### [YOUR GOAL]
Write out each entry, exactly the way it appears.

### [LISTED ENTRIES]
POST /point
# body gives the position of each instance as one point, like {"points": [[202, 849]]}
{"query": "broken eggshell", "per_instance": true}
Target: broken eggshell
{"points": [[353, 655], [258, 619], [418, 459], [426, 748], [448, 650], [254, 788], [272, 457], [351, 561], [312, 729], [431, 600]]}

### [WRITTEN SOLUTION]
POST /point
# body gives the position of each instance as one point, like {"points": [[202, 849]]}
{"query": "broken eggshell", "per_instance": true}
Target: broken eggshell
{"points": [[353, 655], [258, 619], [418, 459], [426, 748], [448, 650], [254, 788], [272, 457], [351, 561], [312, 729], [431, 600]]}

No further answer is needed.